Point annotations for photos
»»

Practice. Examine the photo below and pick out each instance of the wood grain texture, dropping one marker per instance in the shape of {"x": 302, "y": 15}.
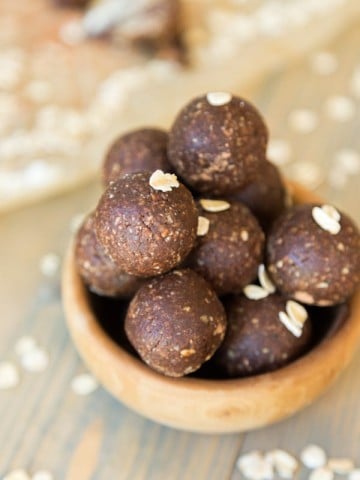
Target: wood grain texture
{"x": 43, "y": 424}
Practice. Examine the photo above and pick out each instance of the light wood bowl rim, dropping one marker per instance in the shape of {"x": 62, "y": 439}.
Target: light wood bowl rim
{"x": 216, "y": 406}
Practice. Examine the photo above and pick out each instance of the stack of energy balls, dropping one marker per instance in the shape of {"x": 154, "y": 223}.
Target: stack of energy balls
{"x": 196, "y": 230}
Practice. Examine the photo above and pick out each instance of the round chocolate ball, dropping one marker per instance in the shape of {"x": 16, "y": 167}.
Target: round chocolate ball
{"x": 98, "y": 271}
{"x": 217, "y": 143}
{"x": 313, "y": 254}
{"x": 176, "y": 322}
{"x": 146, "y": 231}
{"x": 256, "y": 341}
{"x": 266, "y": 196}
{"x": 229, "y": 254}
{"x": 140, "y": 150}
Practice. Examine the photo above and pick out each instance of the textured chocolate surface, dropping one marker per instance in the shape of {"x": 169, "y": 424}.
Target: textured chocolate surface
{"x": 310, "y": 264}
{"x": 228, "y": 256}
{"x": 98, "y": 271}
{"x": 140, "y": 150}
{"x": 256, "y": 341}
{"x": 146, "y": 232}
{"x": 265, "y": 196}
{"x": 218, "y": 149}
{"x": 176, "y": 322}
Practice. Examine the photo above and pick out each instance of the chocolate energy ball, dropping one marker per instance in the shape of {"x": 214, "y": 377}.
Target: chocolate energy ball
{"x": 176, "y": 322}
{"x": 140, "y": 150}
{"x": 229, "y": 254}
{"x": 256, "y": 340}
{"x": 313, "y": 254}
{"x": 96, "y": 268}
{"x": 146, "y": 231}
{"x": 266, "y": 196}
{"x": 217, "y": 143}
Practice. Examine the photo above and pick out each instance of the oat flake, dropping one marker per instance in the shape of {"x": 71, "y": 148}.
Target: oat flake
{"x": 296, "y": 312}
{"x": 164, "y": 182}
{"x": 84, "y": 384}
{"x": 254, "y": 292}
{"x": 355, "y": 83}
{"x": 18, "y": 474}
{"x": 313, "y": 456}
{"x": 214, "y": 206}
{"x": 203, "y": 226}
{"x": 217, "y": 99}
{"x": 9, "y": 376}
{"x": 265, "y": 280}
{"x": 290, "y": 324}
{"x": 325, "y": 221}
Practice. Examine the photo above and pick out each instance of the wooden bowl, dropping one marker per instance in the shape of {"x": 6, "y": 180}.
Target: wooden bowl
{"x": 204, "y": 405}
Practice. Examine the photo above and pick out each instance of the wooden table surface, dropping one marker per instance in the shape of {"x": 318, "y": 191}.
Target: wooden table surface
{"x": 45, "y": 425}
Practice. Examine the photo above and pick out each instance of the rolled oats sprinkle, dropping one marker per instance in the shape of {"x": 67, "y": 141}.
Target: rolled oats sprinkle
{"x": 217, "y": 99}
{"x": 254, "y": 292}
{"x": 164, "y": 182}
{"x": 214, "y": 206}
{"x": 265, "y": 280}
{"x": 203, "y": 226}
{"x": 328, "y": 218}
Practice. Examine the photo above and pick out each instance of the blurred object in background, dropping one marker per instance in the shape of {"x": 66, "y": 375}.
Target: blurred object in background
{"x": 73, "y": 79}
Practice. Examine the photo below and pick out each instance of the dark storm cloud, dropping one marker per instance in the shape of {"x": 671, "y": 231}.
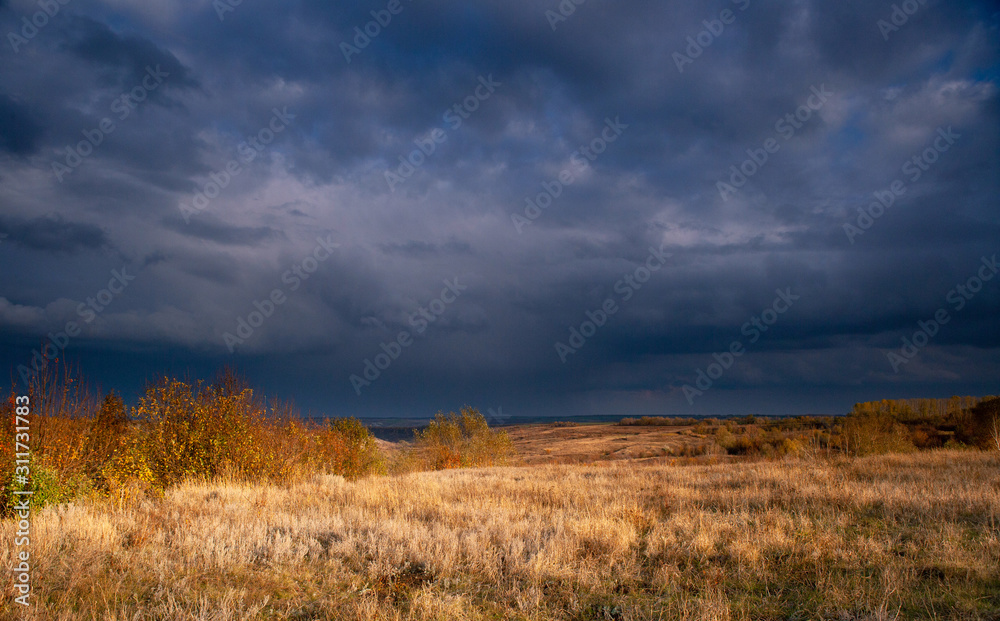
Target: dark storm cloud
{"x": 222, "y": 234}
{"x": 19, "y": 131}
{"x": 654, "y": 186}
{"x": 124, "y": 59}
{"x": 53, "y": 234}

««
»»

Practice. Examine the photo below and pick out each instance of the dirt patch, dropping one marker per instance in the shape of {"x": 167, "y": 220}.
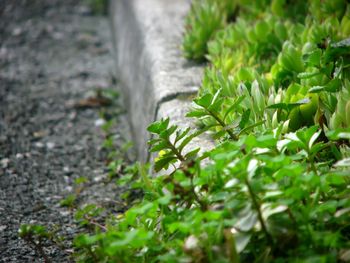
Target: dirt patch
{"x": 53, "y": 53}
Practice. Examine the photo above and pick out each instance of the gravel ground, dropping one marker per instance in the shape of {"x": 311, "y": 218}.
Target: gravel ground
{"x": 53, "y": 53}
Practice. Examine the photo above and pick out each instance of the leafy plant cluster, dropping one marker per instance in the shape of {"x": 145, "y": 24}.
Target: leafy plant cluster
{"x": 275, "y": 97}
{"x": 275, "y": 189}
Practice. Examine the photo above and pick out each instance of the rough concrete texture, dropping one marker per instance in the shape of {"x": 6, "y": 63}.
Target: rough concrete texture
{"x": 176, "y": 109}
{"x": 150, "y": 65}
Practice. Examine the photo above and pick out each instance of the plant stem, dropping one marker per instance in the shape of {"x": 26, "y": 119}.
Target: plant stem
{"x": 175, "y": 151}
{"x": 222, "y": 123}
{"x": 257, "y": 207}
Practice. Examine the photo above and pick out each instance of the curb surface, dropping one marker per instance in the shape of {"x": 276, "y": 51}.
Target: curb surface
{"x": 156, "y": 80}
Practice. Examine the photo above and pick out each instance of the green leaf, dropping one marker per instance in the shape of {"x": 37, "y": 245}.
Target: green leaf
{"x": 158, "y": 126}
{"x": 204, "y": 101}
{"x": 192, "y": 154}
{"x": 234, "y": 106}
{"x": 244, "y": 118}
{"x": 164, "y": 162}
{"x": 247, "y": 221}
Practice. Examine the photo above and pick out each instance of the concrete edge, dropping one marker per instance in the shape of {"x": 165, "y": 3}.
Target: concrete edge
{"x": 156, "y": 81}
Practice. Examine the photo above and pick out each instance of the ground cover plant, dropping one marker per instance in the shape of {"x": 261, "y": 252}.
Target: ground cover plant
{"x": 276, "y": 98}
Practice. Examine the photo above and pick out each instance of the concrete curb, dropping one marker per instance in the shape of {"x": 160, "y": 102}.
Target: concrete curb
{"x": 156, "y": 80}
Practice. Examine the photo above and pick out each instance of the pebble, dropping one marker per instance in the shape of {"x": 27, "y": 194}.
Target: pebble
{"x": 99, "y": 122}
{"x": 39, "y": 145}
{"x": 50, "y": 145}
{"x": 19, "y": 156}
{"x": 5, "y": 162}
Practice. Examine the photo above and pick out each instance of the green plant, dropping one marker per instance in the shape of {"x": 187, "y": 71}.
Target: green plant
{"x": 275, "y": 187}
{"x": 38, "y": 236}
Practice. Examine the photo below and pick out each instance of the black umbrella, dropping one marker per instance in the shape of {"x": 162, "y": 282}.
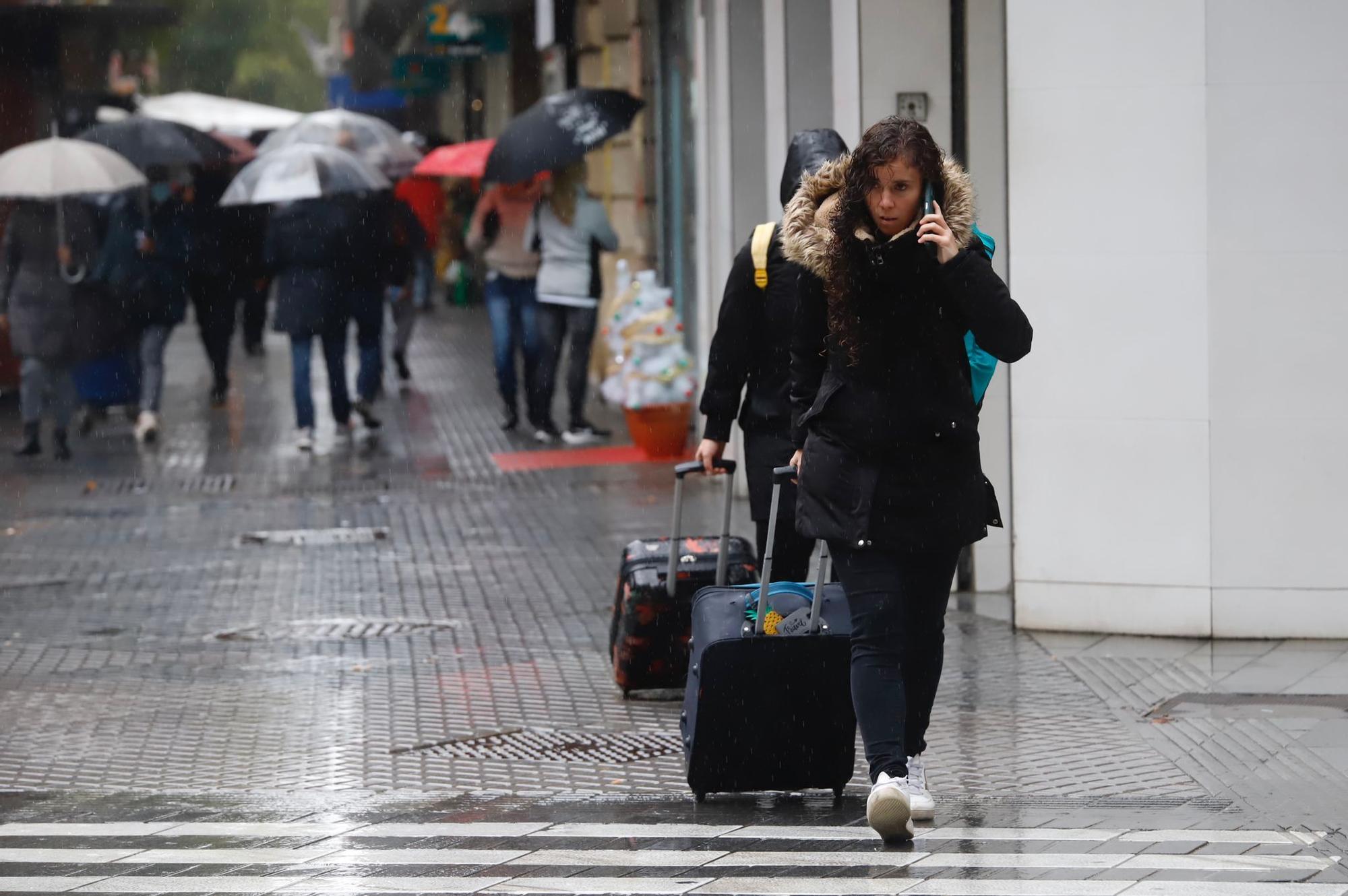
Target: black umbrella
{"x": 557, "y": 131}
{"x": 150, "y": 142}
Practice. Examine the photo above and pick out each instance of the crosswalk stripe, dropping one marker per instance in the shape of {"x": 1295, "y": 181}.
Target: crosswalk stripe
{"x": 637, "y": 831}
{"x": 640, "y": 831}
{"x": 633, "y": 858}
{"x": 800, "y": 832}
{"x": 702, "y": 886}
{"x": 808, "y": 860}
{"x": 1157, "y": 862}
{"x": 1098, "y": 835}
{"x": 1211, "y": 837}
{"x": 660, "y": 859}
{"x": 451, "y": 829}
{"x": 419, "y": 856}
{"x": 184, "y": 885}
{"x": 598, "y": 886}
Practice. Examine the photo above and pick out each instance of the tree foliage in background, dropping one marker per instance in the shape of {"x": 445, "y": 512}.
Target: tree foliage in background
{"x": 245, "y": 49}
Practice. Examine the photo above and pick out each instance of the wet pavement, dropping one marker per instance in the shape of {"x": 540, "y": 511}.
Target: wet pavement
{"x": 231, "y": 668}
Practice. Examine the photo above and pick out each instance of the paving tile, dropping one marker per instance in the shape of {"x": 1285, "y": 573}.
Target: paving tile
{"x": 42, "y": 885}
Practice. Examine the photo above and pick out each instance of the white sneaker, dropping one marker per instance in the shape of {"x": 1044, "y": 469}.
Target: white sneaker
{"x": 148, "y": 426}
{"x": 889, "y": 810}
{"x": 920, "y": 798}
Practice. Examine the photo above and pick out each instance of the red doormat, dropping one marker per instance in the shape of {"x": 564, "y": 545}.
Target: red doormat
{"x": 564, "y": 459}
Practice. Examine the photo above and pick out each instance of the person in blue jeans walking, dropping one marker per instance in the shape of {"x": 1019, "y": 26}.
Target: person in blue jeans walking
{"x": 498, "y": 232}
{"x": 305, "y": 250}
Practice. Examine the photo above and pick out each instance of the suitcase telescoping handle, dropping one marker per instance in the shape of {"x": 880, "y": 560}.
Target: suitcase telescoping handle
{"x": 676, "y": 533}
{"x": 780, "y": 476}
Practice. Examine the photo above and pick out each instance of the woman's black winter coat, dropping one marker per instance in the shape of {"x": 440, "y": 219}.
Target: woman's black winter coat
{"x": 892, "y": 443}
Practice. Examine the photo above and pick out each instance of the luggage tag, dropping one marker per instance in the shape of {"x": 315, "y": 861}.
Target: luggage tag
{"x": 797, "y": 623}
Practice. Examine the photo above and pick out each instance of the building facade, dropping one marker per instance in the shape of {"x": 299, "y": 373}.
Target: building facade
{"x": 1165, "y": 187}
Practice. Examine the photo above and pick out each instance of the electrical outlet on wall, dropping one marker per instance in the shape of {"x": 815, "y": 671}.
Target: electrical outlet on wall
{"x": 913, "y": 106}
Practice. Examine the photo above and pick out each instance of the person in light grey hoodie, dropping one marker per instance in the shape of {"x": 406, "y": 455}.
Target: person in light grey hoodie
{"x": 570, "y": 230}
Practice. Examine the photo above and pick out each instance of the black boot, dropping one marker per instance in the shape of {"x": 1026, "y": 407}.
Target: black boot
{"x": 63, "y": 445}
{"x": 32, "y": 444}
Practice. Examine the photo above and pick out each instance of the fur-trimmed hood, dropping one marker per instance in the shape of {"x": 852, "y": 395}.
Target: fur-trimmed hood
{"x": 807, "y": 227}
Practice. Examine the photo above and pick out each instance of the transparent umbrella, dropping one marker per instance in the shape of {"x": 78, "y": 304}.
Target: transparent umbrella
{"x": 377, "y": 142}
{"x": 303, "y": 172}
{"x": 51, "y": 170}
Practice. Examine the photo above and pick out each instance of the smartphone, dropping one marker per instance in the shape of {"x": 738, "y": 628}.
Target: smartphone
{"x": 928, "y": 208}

««

● Task instructions: Pull out every line of the records that contains the word "green", and copy each one unchanged.

● Task result:
Practice. Examine the photo above and pick out each instance of the green leaf, dropping one marker per instance in the shape of {"x": 37, "y": 245}.
Target: green leaf
Practice. Examine the photo above and pick out each instance of the green plant, dropping one marker per instance in the shape of {"x": 187, "y": 71}.
Target: green plant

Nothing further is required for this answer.